(Region labeling items)
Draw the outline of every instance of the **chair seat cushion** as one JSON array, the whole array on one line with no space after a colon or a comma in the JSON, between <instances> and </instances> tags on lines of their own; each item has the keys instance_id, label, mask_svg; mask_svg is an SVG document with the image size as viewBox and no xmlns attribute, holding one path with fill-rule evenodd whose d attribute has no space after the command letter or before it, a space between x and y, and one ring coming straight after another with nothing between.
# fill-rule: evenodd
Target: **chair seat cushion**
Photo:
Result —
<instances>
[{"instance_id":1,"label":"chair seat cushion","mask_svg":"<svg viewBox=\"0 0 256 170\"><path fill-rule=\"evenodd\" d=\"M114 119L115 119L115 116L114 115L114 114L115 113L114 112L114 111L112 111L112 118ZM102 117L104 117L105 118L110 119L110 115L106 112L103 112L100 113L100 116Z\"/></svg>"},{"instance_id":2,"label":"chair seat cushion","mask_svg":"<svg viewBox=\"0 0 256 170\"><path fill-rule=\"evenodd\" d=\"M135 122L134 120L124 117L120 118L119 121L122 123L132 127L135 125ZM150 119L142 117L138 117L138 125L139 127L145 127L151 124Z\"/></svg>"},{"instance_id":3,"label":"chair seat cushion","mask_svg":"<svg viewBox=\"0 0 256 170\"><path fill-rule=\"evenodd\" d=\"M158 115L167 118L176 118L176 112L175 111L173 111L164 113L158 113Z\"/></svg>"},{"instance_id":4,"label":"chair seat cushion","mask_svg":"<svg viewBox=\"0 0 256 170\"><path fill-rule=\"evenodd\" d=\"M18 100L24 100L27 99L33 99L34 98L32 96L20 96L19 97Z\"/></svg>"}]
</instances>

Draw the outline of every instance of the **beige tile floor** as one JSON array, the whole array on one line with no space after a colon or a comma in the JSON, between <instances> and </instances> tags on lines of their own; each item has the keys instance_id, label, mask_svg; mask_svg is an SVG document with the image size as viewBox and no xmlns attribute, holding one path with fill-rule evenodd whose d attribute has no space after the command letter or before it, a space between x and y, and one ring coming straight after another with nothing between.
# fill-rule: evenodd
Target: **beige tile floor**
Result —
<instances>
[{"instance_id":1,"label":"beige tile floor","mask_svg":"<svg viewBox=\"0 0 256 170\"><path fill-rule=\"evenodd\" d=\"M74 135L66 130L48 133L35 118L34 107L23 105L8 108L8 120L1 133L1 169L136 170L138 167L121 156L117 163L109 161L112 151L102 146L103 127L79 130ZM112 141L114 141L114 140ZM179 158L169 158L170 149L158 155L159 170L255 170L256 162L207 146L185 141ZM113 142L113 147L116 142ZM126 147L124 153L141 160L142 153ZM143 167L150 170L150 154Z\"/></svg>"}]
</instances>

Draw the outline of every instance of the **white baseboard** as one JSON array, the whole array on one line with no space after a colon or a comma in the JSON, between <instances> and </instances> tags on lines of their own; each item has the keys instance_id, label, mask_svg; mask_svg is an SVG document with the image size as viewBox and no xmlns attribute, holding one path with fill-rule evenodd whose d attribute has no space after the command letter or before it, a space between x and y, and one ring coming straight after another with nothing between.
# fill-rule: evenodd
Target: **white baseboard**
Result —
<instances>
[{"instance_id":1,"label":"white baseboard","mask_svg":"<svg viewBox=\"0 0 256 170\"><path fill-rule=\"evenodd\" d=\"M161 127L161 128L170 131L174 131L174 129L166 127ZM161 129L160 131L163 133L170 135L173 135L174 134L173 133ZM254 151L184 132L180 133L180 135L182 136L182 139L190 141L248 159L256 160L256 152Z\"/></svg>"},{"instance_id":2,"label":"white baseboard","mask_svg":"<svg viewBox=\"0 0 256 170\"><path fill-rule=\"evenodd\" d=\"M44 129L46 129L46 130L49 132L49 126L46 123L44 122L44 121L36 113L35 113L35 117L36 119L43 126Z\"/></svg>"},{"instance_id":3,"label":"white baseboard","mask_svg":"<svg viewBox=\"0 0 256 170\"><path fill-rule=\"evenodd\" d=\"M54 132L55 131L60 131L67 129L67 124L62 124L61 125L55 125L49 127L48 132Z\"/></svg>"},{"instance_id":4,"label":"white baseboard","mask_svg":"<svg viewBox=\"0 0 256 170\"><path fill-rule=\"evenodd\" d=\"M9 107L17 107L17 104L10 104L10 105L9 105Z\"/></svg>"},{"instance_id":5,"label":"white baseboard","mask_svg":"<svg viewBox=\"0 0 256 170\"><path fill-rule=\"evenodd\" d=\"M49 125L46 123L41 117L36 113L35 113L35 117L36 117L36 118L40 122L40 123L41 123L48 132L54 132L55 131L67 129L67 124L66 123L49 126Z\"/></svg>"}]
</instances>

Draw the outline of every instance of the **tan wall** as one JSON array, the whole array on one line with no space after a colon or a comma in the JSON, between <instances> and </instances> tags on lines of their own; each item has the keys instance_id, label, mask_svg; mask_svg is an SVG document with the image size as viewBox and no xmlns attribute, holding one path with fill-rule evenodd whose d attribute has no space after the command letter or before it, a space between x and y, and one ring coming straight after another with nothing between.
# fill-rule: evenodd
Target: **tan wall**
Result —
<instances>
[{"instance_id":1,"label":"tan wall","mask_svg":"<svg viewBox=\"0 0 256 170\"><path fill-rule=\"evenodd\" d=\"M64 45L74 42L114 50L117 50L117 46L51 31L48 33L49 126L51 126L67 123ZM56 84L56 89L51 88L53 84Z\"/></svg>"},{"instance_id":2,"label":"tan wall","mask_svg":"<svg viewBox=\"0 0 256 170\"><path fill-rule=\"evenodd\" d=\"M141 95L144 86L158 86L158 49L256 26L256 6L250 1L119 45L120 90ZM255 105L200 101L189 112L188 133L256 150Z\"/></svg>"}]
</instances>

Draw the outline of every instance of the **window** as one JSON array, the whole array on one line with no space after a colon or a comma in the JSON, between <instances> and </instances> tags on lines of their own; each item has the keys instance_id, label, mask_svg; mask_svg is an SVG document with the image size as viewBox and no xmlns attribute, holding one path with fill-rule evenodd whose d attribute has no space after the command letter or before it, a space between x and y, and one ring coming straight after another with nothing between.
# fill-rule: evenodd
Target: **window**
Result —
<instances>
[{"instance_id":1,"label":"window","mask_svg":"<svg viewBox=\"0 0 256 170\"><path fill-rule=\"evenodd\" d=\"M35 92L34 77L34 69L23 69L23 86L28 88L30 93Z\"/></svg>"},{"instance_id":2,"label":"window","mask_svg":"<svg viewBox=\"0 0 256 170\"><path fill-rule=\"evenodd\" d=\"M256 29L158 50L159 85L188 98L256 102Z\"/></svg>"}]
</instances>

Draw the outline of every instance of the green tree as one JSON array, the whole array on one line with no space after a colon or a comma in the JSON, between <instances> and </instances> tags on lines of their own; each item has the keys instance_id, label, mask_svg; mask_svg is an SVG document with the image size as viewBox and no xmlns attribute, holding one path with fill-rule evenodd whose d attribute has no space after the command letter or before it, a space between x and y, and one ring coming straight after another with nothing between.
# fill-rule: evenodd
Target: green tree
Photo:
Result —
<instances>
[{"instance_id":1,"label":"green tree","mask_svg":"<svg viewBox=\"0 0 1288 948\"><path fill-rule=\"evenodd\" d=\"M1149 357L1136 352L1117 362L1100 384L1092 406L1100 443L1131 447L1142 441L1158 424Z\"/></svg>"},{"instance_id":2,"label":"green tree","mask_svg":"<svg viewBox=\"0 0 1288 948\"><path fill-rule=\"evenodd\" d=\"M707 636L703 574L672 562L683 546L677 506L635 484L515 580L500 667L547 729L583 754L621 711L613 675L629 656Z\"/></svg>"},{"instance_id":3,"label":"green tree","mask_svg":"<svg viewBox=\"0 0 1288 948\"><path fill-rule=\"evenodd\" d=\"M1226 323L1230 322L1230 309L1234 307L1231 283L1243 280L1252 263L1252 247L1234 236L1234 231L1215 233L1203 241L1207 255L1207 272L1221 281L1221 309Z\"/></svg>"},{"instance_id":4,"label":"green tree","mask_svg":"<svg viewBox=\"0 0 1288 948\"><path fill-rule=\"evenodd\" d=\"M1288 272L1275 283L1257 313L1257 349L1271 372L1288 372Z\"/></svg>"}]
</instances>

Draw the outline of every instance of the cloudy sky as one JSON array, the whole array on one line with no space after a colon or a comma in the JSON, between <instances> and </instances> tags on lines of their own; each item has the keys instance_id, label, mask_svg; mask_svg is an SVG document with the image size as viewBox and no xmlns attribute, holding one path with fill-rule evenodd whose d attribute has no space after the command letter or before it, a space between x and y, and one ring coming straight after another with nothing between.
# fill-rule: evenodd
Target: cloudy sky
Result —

- [Problem description]
Repeat only what runs from the line holding "Draw the outline of every instance of the cloudy" to the end of the data, keeping every line exactly as written, first and last included.

- [Answer for this exercise]
Draw the outline of every instance of the cloudy sky as one JSON array, the whole array on one line with no space after a colon or a comma in the JSON, between <instances> and </instances> tags on lines of their own; each item has the keys instance_id, label, mask_svg; mask_svg is an SVG document with the image size as viewBox and no xmlns attribute, holding one path with fill-rule evenodd whose d attribute has no space after the command letter or before it, a space between x and y, and one ring coming straight after another with nothing between.
# fill-rule: evenodd
Target: cloudy sky
Result —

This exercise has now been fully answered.